Arkansas football is 67 days away, and with the ever-approaching kickoff against Rice on September 4th, people are starting to talk. Experts are expecting a 4-8, 5-7, or 3-9 season for the Hogs, but without an in-depth look at the Razorbacks, those predictions can be rather misleading.
Once again, Arkansas has been given the toughest strength of schedule in the country, but this season there are some games that should account for easy wins for Sam Pittman’s squad.
The only way they will see a successful season, though, is by quality depth. So here are three players that you should be watching out for this coming season.
Trey Knox - WR
Trey Knox is a curious case, but one that should not be overlooked. Knox came in with the stacked 2019 wide receiver class that included phenom Treylon Burks, and in Knox’s first season, he made an immediate impact.
His freshman campaign, he snagged 28 receptions for 385 yards. He also hauled in three touchdown passes from a QB room that was tortured with a lack of consistency, running through eight different starting QBs in two years.
Going into 2020, it seemed like the starting job was locked up by Knox, but he saw his numbers plummet from where they sat in 2019. A big part of that is most likely due to a change in offensive scheme.
Chad Morris’ offense thrived on throwing the ball what felt like 100 times per game, but an offense like Kendal Briles’ relies more on speedy, smaller wide receivers. At 6’5, 207 lbs., Knox is not a smaller wide receiver, and he was passed up for guys like De’Vion Warren and Mike Woods.

Tasks to perform
1. According to the Arkansas football preview, what were Trey Knox's receiving totals in his freshman season?
2. Extend the Arkansas football preview beyond its last sentence.
The material after this point has no connection to the Arkansas football preview.

Source data

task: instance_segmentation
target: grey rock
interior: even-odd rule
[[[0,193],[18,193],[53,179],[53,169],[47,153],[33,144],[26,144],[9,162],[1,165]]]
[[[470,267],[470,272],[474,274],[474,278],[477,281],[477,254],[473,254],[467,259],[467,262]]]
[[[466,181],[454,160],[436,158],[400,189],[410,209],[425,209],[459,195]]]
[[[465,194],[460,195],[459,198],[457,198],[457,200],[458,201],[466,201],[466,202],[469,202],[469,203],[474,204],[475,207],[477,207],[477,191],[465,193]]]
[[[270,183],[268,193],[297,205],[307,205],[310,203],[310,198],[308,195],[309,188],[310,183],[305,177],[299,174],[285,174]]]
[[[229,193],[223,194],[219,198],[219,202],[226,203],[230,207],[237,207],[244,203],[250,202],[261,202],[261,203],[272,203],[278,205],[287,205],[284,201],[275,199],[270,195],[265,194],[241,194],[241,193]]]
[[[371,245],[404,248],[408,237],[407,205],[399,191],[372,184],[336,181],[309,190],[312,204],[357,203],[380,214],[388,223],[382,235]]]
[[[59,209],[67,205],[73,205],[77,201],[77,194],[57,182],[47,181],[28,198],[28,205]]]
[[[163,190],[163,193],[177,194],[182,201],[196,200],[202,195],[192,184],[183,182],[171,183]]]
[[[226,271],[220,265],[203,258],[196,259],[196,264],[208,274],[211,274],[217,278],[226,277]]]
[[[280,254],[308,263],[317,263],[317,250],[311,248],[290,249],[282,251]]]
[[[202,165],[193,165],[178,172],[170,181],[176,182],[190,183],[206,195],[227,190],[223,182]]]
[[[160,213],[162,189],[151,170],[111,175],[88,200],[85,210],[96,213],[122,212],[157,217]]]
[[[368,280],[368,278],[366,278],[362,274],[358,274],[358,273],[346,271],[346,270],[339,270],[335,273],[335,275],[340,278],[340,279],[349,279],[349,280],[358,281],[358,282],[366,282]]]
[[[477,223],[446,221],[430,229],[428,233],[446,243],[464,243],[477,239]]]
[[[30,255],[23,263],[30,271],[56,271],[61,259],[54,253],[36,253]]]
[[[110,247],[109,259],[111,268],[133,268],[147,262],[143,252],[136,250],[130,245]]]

Answers to the problems
1. 28 receptions for 385 yards, with three touchdowns.

2.
He finished the season with seven receptions for 70 yards, with no trips to the endzone. Benched midway through the season due to a lack of production, Knox found himself getting closer and closer to his freshman form towards the end of the season.
Knox has a massive frame, and the size to overpower the defensive backs that are covering him. He can make opposing defenses pay with a well-placed ball.
With the departure of Mike Woods, the door is wide open for Knox to regain his spot in the starting lineup, and if he can get a few deep balls thrown his way, look for Knox to explode on the field this fall.
Myles Slusher - DB
One big thing that we saw from Pittman’s 2020 recruiting class was a heavy presence in the state of Oklahoma. This makes sense, as both he and Defensive Coordinator Barry Odom are from the area.
One of the most impactful recruits in that class is Myles Slusher. A four-star recruit coming out of Broken Arrow High School in Broken Arrow, Oklahoma, Slusher was ranked the number five safety in the nation, and second in the state of Oklahoma by 247Sports. Slusher is coming into his second season looking to make an immediate impact on the field.
As a high school senior, Slusher was a presence for the Broken Arrow Tigers, finishing with 26 tackles, a sack, an interception, and four pass breakups. He chose the Hogs over the likes of Alabama, LSU, Nebraska, and plenty of others.
In the 2020 season, Slusher showed flashes of being an elite-level safety, snagging a team-high two fumbles on the year. One of those recoveries was in the season opener against at-the-time #4 Georgia. His other fumble recovery was also a forced fumble against LSU later in the year.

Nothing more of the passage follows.